EXERCISE INPUTS -

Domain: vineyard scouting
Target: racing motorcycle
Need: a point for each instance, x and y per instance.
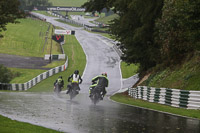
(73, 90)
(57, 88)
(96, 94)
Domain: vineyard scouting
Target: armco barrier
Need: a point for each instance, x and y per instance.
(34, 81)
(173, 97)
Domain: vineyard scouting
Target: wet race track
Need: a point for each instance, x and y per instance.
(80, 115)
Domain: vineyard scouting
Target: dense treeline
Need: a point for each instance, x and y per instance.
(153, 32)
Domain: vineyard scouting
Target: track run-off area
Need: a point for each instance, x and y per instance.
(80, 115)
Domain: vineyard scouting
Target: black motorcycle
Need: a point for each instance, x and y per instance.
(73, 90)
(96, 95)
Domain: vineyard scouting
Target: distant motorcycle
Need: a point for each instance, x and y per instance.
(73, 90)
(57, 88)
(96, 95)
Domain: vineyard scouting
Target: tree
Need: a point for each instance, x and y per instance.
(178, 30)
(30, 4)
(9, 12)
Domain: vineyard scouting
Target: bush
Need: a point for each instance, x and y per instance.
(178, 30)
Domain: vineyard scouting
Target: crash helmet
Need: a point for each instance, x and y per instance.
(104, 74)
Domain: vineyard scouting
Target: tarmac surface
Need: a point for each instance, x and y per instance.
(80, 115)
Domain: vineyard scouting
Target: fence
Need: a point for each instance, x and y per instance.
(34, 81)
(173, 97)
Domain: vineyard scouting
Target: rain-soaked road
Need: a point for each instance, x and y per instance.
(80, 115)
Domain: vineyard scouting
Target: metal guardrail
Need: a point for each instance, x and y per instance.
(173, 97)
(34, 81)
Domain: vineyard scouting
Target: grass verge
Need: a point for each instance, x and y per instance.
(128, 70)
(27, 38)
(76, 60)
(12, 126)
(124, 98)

INSTRUCTIONS FOR THE TASK - Leave out the pictures. Return exactly the lines from the first line of the records to the line bearing "Target: wet race track", inclusive.

ANSWER BOX -
Domain: vineyard scouting
Target: racing motorcycle
Need: a point for each instance, x and y per instance.
(73, 90)
(57, 88)
(96, 94)
Domain: vineyard scouting
Target: armco barrier
Need: a point for each instance, x and y per instance.
(34, 81)
(173, 97)
Domain: vineyard scouting
Target: wet race track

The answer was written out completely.